* **Stated exercise**
Could you lay out every line of the material below as a Markdown table with the columns "Row" and "Line", numbering the rows, skipping blank lines and leaving the pictures out?

----------

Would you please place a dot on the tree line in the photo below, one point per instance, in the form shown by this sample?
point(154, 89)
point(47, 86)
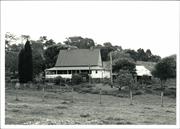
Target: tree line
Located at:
point(45, 51)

----------

* **Result**
| Row | Line |
|---|---|
| 1 | Would you please place a dot on the tree line in the photo below, one point per instance, in the form shown by this sample? |
| 2 | point(154, 89) |
| 3 | point(47, 86) |
| 4 | Target: tree line |
| 5 | Located at: |
| 6 | point(45, 51) |